### Excerpt
---------------

Understood, I was just speaking from a more pragmatic standpoint.  Still, nice find with the boxart. Looks legit. No, really - it does.


----------



## Astoria (Jan 23, 2012)

I really wanna see that feature that *is significantly ahead of one of the competitors.*


----------



## Foxi4 (Jan 23, 2012)

Josephvb10 said:


> I really wanna see that feature that *is significantly ahead of one of the competitors.*


Video Chat, perhaps? Nintendo "did it" in Pokemon White/Black and the 3DS has a facing camera - can't see why video calls wouldn't be a possibility during multi.


----------



## Midna (Jan 23, 2012)

Foxi4 said:


> Josephvb10 said:
> 
> 
> > I really wanna see that feature that *is significantly ahead of one of the competitors.*
> ...


Anonymous source alleges it's more than video chat


> “What I can add to all this is that there is in fact one feature that is significantly ahead of one of the competitors, and I’m not talking about the well know ability to video chat. A few users on another console will be quite upset.”


----------



## Foxi4 (Jan 23, 2012)

Midna said:


> Foxi4 said:
> 
> 
> > Josephvb10 said:
> ...


Oh yeah, I missed that. Well, I guess we shall see. I can't really think of other types of connectivity, really... voice chat, video chat, text chat, pictochat... unless they give us "demo sharing" over the internet with people on your friends list or Single Cart Multi over the web then I don't think it'll be THAT revolutionary.


----------



## Midna (Jan 23, 2012)

Though it's worth noting that the Wii U controller has a camera among it's dozen other gizmos. I actually recall something from back at E3 about video chat on Wii U. Does anyone else remember this?
Edit: Rewatched Iwata's speech at E3, there is indeed video chat support already announced. I wonder what this new feature is...


----------



## Foxi4 (Jan 23, 2012)

Midna said:


> Though it's worth noting that the Wii U controller has a camera among it's dozen other gizmos. I actually recall something from back at E3 about video chat on Wii U. Does anyone else remember this?


Yeah, I remember them mentioning it. It's sort of hard to imagine Nintendo NOT adding that kind of functionality after the Kinect showed'em how it's done. If they REALLY want to step their game up with online, they need to offer similar features and more.


----------



## Astoria (Jan 23, 2012)

I just hope that Nintendo Network games don't have the same connection problems that MK7 has..


----------



## Midna (Jan 23, 2012)

I've heard the complains of connections errors with MK7 before from a few people, but all the replies to those people are always other people who have logged hours and hours into the online without having a single issue. Might be location based...

---------------

### Data section
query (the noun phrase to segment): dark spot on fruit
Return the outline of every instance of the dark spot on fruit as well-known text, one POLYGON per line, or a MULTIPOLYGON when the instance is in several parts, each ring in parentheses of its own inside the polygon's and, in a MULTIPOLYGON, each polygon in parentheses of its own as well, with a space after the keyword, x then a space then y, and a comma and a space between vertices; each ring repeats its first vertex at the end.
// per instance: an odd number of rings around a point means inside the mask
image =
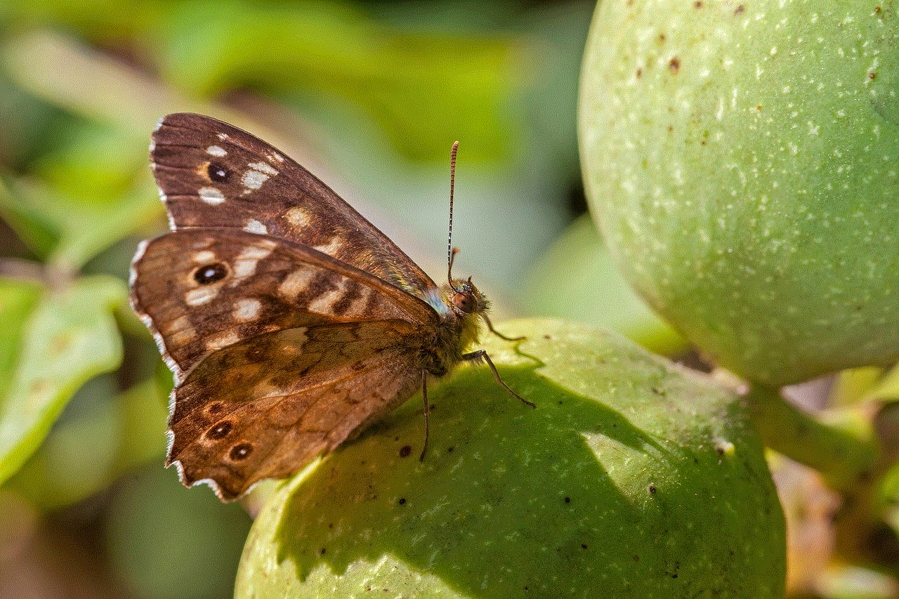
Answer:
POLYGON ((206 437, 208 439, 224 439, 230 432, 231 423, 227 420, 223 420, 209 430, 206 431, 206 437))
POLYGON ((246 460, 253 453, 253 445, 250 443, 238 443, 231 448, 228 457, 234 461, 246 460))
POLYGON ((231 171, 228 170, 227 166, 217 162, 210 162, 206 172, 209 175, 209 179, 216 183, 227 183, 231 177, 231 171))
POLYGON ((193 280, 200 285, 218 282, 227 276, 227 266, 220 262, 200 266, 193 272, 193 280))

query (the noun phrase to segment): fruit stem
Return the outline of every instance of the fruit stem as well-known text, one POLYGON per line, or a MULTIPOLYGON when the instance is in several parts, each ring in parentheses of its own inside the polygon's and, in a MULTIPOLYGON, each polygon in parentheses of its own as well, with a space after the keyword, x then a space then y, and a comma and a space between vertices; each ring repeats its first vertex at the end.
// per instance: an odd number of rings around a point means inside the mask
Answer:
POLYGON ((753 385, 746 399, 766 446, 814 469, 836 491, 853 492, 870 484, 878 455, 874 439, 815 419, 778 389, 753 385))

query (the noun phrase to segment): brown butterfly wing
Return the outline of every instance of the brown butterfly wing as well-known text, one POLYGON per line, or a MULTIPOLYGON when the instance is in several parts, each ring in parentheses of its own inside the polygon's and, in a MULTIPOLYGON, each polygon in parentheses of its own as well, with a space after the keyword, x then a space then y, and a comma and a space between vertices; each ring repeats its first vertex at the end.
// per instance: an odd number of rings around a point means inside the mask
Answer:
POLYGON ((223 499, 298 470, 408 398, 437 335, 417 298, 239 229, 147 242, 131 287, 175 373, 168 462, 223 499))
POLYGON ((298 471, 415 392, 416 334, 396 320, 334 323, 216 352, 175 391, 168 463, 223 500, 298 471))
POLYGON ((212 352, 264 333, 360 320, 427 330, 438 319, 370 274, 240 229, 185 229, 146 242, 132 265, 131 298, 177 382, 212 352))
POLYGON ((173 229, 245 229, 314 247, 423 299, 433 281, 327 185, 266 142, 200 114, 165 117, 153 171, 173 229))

---------------

### Tasks
**a)** Answer these from the forum thread, one line each:
(i) In which game did Foxi4 say Nintendo "did it"?
(ii) What did Midna rewatch to confirm that video chat support had been announced?
(iii) Which game's connection problems does Astoria hope Nintendo Network games will not share?
**b)** Say whether each statement agrees with the forum thread. Give yes or no and quote the words that decide it.
(i) The anonymous source says the feature that is significantly ahead of a competitor is video chat.
(ii) Midna states that the Wii U controller has a camera.
(iii) Midna says that everyone who plays MK7 online reports connection errors.
**c)** Make the paragraph in the forum thread that begins "Oh yeah, I missed that." shorter, and keep its main points.

### Responses per task
**a)**
(i) Pokemon White/Black
(ii) Iwata's speech at E3
(iii) MK7

**b)**
(i) No: "I’m not talking about the well know ability to video chat"
(ii) Yes: "the Wii U controller has a camera among it's dozen other gizmos"
(iii) No: "all the replies to those people are always other people who have logged hours and hours into the online without having a single issue"

**c)** Foxi4 admits missing the source's remark and will wait and see. Foxi4 can think of no connectivity beyond voice, video, text and pictochat. Unless Nintendo offers internet "demo sharing" with friends or Single Cart Multi over the web, Foxi4 doesn't expect the feature to be that revolutionary.